[Start of SOURCE EXCERPT]

The freedom expressly given in the Second Amendment isn’t the only right New Yorkers may, thanks to the Supreme Court’s work last week, have the opportunity to reclaim. The Court’s decision in Davis v. Federal Election Commission, struck a blow for political free speech, a right that, despite the First Amendment, New Yorkers are presently inhibited from exercising at both the federal and local level.

What the Court ruled in Davis is that the so-called “Millionaire’s Amendment” to the McCain-Feingold Bill is unconstitutional. The amendment effectively punished wealthy candidates for spending their own money by changing the rules for their opponents, allowing them to raise more money from political parties and private donors than is ordinarily allowed under McCain-Feingold. While the Court ruled against only this particular amendment to McCain-Feingold, the bold language in the majority opinion, written by Justice Alito, ensures that the decision will have implications for all burdensome campaign regulation.

“Leveling electoral opportunities,” Justice Alito wrote, “means making and implementing judgments about which strengths should be permitted to contribute to the outcome of an election. The Constitution, however, confers upon voters, not Congress, the power to choose the Members of the House of Representatives, and it is a dangerous business for Congress to use the election laws to influence the voters’ choices.”

We called James Bopp, lead counsel in a lawsuit against New York City’s Campaign Finance Board, to see if he thought the Court’s ruling would have any bearing on his case. Mr. Bopp was struck by the question. He’d been working on other cases, and hadn’t yet considered it, but yes, he said, the Court’s ruling on Davis “has direct applicability to our case.”

[End of SOURCE EXCERPT]
[Start of PROVIDED INFORMATION]

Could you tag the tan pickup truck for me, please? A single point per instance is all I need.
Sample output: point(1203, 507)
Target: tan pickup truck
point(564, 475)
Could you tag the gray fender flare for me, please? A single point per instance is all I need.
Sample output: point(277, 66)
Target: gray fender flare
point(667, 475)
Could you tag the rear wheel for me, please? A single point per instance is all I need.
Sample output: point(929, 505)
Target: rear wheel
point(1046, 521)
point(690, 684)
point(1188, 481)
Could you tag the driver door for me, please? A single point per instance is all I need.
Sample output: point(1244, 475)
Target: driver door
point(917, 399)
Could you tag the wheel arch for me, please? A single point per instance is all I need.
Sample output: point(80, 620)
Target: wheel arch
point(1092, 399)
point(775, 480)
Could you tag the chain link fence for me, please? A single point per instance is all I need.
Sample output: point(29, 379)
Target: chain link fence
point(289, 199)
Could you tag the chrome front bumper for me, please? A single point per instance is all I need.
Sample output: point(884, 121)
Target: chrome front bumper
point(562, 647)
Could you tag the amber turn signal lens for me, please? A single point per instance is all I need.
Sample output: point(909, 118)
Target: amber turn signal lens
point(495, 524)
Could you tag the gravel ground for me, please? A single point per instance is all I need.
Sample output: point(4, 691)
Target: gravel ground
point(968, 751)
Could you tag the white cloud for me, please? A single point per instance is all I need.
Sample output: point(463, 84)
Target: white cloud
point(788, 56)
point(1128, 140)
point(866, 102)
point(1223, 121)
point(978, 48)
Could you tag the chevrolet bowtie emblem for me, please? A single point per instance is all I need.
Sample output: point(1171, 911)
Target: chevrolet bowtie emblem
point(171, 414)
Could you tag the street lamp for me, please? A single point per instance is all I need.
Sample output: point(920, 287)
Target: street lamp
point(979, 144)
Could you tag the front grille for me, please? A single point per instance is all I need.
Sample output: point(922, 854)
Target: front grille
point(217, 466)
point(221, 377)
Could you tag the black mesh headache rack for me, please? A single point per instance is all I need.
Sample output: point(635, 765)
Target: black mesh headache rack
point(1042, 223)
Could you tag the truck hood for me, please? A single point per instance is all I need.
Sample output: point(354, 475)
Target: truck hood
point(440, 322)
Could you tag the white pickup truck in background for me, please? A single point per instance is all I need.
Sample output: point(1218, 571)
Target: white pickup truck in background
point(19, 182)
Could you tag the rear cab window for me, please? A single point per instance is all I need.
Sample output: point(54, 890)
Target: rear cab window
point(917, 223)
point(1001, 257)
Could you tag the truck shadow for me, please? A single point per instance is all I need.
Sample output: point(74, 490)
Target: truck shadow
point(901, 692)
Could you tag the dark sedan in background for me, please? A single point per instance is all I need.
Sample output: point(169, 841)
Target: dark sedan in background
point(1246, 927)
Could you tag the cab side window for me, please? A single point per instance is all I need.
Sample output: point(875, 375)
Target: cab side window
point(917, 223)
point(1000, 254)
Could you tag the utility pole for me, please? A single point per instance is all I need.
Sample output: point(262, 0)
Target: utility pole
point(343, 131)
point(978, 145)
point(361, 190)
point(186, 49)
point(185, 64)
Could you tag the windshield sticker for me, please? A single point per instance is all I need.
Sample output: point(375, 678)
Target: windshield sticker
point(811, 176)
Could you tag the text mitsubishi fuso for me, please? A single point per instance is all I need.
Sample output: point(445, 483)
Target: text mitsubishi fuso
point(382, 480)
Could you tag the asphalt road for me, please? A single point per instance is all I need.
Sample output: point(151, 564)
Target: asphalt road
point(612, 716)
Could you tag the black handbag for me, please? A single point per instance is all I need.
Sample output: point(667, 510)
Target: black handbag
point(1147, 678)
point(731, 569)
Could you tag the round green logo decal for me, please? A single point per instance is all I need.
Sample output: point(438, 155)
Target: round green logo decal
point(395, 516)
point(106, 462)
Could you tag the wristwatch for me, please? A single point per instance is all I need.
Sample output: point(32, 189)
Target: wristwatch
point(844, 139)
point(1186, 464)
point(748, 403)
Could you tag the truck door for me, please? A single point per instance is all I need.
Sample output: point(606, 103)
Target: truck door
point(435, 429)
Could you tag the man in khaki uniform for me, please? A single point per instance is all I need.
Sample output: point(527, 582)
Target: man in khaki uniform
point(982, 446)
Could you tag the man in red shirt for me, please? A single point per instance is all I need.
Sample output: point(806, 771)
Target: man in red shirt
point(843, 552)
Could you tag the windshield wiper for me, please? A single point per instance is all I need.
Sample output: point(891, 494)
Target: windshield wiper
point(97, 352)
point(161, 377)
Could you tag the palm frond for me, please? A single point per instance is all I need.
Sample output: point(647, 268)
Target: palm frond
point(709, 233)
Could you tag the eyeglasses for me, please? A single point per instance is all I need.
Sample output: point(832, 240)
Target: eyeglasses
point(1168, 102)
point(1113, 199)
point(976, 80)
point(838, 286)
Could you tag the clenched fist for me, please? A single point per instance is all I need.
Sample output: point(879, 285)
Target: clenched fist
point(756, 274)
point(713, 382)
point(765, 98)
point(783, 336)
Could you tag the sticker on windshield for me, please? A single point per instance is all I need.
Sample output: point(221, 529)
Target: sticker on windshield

[End of PROVIDED INFORMATION]

- _INSTRUCTION_
Continue the excerpt on the Davis campaign finance ruling, starting after its last sentence. The records stand apart from the text and are separate material.

- _EXPECTED OUTPUT_
In Davis, Mr. Bopp said, the Court “disapproved of discriminatory contribution limits.” The rules imposed by New York’s Campaign Finance Board have precisely this effect. The Board places severe campaign contribution limits on personal or organizational donors that fit under a broad definition of “having business dealings with the city.” A regular contributor, for instance, can donate up to $4,500 to a candidate for mayor; a contributor defined as having a business interest with the city has his rights restricted and can only donate $400.

Meanwhile, the Campaign Finance Board exempts unions and other associations from the lower, business-interest limits, even when these entities have a clear business interest with the city. The reason for the exemption is purely ideological, to put it politely, or political, to put it plainly. The Board is essentially saying that contributions from labor unions are more to its liking than those from business interests. Furthermore, campaign contributions from unions can be matched with public funds; business-interests contributions, as defined by the Board, are unmatchable.

So the New York City government is meddling in the city’s electoral process in a way that is astounding in light of Davis v. FEC. New York’s campaign finance rules directly benefit candidates favored by unions, thereby disadvantaging those supported by certain businesses or entrepreneurs. Even worse, taxpayer money is confiscated to subsidize certain candidates in accordance with these ideologically tilted rules.

***

How New York’s politicians will respond to the Court’s ruling remains unclear. Mayor Bloomberg was a fierce critic of the city’s campaign financing system when he first ran for office, calling it an “incumbent protection program.” And as a millionaire many times over, one would think he would be on the barricades in defense of his own rights. Yet the mayor has tightened the very regulatory system he once opposed, signing new campaign finance legislation as recently as July. It would be nice to think that the Supreme Court’s decision in Davis will persuade the mayor to return to his earlier view. And not only the mayor. This is a moment of truth for all politicians, local and national. Legislation, written and passed by those occupying public office and curtailing the free speech of those seeking public office, is inherently unconstitutional. Such legislation will always serve, as Mr. Bloomberg once put it, as an “incumbent protection program.” Now that the Supreme Court has been spoken, we look forward to the adjustments that will logically come in New York as well as the rest of the nation.